BEGIN Document excerpt

# A 220v plug on a 110v dryer??



## Brandiland (Oct 30, 2017)

Hi. I just purchased a Vastex D-1000 conveyor dryer. Everything on the dryer states it's a 110v dryer, (along with the bill) but the plug is for a 220v. Is that a thing? Has that happened to anyone else who purchased the D-1000? I emailed the company I purchased the dryer from, but haven't heard back yet. I was just curious, as this seems like a big inconvenience to have to buy a converter for something that could have just come with the correct plug.


----------



## crazymike (Aug 18, 2008)

Brandiland said:


> Hi. I just purchased a Vastex D-1000 conveyor dryer. Everything on the dryer states it's a 110v dryer, (along with the bill) but the plug is for a 220v. Is that a thing? Has that happened to anyone else who purchased the D-1000? I emailed the company I purchased the dryer from, but haven't heard back yet. I was just curious, as this seems like a big inconvenience to have to buy a converter for something that could have just come with the correct plug.


Are you sure it is a 220 plug and not a 20anp 110 plug?


----------



## Diesel Tuner (Jan 7, 2013)

could be a 30 amp 110 volt plug also.


----------



## Brandiland (Oct 30, 2017)

crazymike said:


> Are you sure it is a 220 plug and not a 20anp 110 plug?


Yes, positive. It has a vertical, horizontal and ground prong. I even confirmed with an electrician.


----------



## herokid (Jul 22, 2016)

It's a 120v 240v would have horizontal prong on the right and there would be no ground. I have owned and familiar with the unit.


----------



## Brandiland (Oct 30, 2017)

I confirmed it's a NEMA 5-20p plug. Ok, so now I guess my question is, do I get a 15 amp to 20 amp adapter cord, OR do I install a new outlet? Are there any pros and cons to the two? Herokid, what did you do?


----------



## easyrider1340 (Jan 16, 2007)

You need 20 amp service to run the dryer. Don’t risk burning your shop (or worse, your home!) down by using cheater adapters. 


Sent from my iPhone using Tapatalk


----------



## Diesel Tuner (Jan 7, 2013)

Put a 20 amp service for that unit. try to make sure it is a dedicated circuit for that dryer only. Run a new line if you have to. Don't skimp, not worth the downside.


----------



## Brandiland (Oct 30, 2017)

Ok, so I wanted to follow up since I now have everything resolved. I had an electrician come out (who also happens to be the inspector for the city). I explained to him that I needed a plug for the D-1000 and that I also had an adapter as an alternative route. He inspected the plug and the adapter and stated since there was no conversion taking place, that (specific) adapter would absolutely be ok to use. I was fully prepared for the "those will kill you", "that will cause a fire", "Never use those" speech, but he didn't say that at all. I've been hearing everywhere to not use the extender, but I could never get an answer as to why, especially since there was no conversion taking place. He explained that some people think they're getting the right converter or adapter, when really they needed something different. Then it catches fire and suddenly it's the adapter's fault. lol. 
We discussed future projects like designating the circuits and adding another 220v outlet, among other things. Since he was already there, I had him go ahead and just install the plug in the wall. I am already using a 20 amp service for that outlet, so nothing else needed to be done. My dryer is now up and running great. He even discussed needing t-shirts made and he's glad he found me. Today was a win/win.


----------

END Document excerpt
BEGIN Dataset content

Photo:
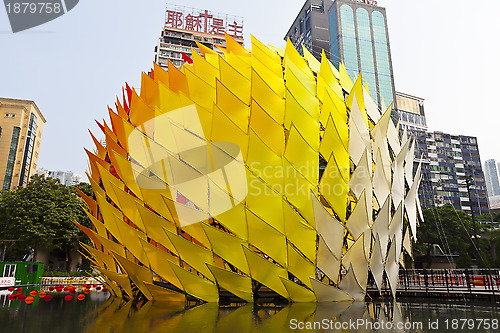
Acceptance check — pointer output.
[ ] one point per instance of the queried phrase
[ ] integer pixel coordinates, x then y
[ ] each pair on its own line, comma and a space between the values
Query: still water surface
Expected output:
98, 314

END Dataset content

=== Direction A ===
In the dryer plug thread, why did the electrician say the specific adapter was acceptable to use?
=== Direction B ===
According to the dryer plug thread, what type of plug did Brandiland confirm the D-1000 has?

=== Correct result A ===
He inspected the plug and the adapter and said that specific adapter would be fine because no conversion was taking place. He explained that trouble comes when people think they have the right converter or adapter but actually need something different.

=== Correct result B ===
A NEMA 5-20p plug.